--- Task requirements ---
Rename "photograph" to "image" throughout the listing below, and give back every line with nothing else changed. Leave the pictures out of your answer.
>> START Source material
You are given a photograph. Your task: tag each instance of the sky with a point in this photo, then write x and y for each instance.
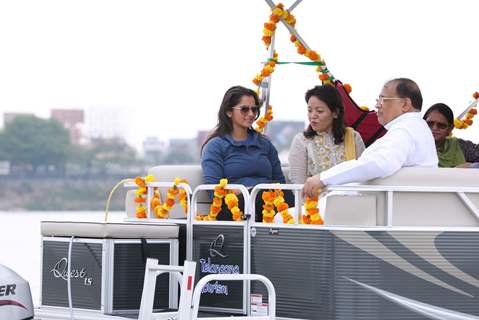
(165, 65)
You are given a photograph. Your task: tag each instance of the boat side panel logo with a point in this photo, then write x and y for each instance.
(216, 247)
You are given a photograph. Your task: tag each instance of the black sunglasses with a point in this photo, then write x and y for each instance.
(246, 109)
(439, 125)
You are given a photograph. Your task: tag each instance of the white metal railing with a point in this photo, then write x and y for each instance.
(206, 187)
(390, 190)
(185, 275)
(163, 185)
(235, 277)
(297, 188)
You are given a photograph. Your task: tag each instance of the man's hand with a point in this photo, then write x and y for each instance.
(312, 187)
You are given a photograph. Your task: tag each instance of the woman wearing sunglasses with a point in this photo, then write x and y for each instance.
(326, 142)
(451, 151)
(237, 152)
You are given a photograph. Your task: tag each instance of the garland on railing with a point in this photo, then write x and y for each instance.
(467, 121)
(312, 215)
(231, 201)
(268, 206)
(274, 199)
(141, 192)
(263, 120)
(282, 207)
(161, 210)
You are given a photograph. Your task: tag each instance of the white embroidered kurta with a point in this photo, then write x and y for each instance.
(408, 143)
(310, 156)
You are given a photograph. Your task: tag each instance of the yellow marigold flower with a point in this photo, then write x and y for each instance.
(150, 178)
(267, 32)
(277, 12)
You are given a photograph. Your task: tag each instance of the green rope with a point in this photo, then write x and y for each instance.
(305, 63)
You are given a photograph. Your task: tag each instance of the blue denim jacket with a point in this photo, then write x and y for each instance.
(249, 162)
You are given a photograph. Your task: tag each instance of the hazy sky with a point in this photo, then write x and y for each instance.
(166, 64)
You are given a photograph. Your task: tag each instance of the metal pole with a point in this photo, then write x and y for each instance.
(267, 82)
(290, 29)
(295, 4)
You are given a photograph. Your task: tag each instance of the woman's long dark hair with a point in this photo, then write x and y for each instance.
(231, 98)
(331, 97)
(443, 109)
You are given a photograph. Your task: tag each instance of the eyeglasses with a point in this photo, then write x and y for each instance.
(439, 125)
(246, 109)
(381, 100)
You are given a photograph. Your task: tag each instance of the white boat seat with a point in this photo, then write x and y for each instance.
(109, 230)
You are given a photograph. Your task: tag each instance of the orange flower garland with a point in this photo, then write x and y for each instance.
(467, 119)
(282, 207)
(141, 192)
(268, 207)
(274, 199)
(312, 215)
(267, 70)
(276, 14)
(263, 120)
(231, 202)
(162, 211)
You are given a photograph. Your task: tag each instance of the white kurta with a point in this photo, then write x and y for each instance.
(408, 143)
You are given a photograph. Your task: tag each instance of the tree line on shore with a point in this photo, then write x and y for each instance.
(36, 147)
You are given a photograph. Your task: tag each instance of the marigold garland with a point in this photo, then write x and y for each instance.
(274, 199)
(269, 28)
(231, 201)
(161, 210)
(268, 206)
(263, 120)
(467, 121)
(267, 70)
(141, 192)
(312, 215)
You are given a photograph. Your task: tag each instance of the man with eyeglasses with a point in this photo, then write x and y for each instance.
(408, 142)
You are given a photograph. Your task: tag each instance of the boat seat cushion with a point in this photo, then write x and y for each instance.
(109, 230)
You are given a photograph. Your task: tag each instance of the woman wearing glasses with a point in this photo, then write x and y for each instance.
(451, 151)
(237, 152)
(326, 142)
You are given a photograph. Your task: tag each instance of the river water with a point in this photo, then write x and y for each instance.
(20, 239)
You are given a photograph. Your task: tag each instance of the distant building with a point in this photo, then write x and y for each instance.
(10, 116)
(72, 120)
(153, 149)
(105, 122)
(182, 151)
(4, 168)
(282, 133)
(201, 138)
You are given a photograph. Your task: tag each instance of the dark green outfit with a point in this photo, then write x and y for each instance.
(450, 154)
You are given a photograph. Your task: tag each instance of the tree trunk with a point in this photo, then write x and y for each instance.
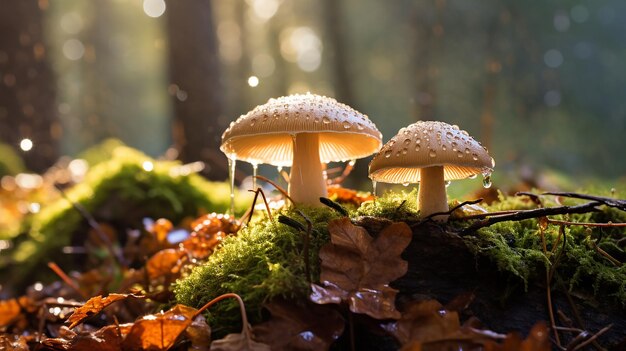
>> END Source material
--- Task answer ---
You are given a image. Your task: tag each instance of the sky with a point in this photo, then write x and y for each instance.
(165, 65)
You are given a image. Your task: tag each instance of the boat side panel logo with a point in this photo, then write x and y for each instance.
(216, 247)
You are given a image. Your task: tag each instance of the black sunglasses with a point in this photo, then write x and y for each instance.
(246, 109)
(439, 125)
You are given a image. Your task: tag each instance of the white metal railing with a point in this photo, then write x and y for each instance.
(206, 187)
(390, 190)
(185, 275)
(163, 185)
(235, 277)
(297, 188)
You are given a image. Your task: tag each instance of the man's hand with a point in this photo, then write x and y for each instance.
(312, 187)
You are given a image. Your task: tag each instance of the woman wearing sunglasses with a point in this photo, then write x and y for each instance.
(326, 142)
(451, 151)
(237, 152)
You are given a image. Your task: tag each instance of the garland on railing with a point in this photo, then write x and y for each instance.
(467, 121)
(312, 215)
(231, 201)
(268, 206)
(274, 199)
(141, 192)
(263, 120)
(282, 207)
(161, 210)
You are given a image. Your task: tag each instance of the white embroidered kurta with a point in this photo, then write x and y for each instance.
(408, 143)
(310, 156)
You are given a image. Your task: tag each instance of the yellow marigold flower with a point in this photo, then write x and y for each instance.
(150, 178)
(267, 32)
(277, 12)
You are given a image. Your task: tag each instance of the green rope with a point in this photo, then write x and y for each instance.
(305, 63)
You are given a image. Your task: tag each instance of the blue denim jacket with a point in this photo, then write x and y for each instance.
(249, 162)
You are given a image. Your task: tag each instance of the hazy sky with a point in this photo, then write x and y for each instance.
(166, 64)
You are given a image. Your task: tag each instance of the metal pole with a point in this photo, then write x and y for each instance.
(267, 82)
(290, 29)
(295, 4)
You are given a image. Your task: tag each instance of the woman's long dark hair with a point in this photo, then write x and y for each instance.
(231, 98)
(331, 97)
(443, 109)
You are given a image. Your task: tag each instance of the eyeglasses with a point in this photo, then write x and y for each instance.
(439, 125)
(246, 109)
(381, 100)
You are given a image. Your task: tag each instance of the white boat seat with a point in this photo, then write x and y for each instance.
(109, 230)
You are given a image. Your task: tag each instance of the orange flower garland with a point in this photo, then write x and y for each instance.
(467, 119)
(282, 207)
(141, 192)
(268, 207)
(274, 199)
(312, 215)
(267, 70)
(276, 14)
(263, 120)
(231, 202)
(162, 211)
You are given a image. Your task: tag each instance of the white kurta with a point in this photo, then write x and y for each instance.
(408, 143)
You are given a image. Your task: tag each instance of the tree line on shore with a point in this photo, then write x and y for each instance.
(36, 147)
You are given a image. Your task: tag each instance of the marigold garland with a point in this photo, then write x and y for each instance.
(274, 199)
(269, 28)
(231, 201)
(161, 210)
(268, 206)
(263, 120)
(467, 121)
(267, 70)
(141, 192)
(312, 215)
You are given a image. Your task: tag each instance of the man with eyeglasses with a point in this photo, then write x and y for each instance.
(408, 142)
You are given a image. Your task: tag each instance of the boat seat cushion with a point in this photo, then write x and y for each instance.
(109, 230)
You are given a image. Your task: tag each instance of the woman wearing glasses with a point in this photo, then write x and y for each instance.
(451, 151)
(237, 152)
(326, 142)
You are given a image. Your task: tag each instance of the river water with a point in this photo, then write x and y for each instance.
(20, 239)
You are given a image. Your task: tag each instance of the distant building with a point in this photo, then write x and y for each instance.
(10, 116)
(72, 120)
(153, 149)
(105, 122)
(182, 151)
(4, 168)
(282, 133)
(201, 138)
You are given a image. Your task: tag each instance of the dark green outfit with a point in this photo, then write x and y for each instance.
(450, 154)
You are given a image. Your task: tag each instance of the tree trunk with a point in this photo, then write x and y for each instance.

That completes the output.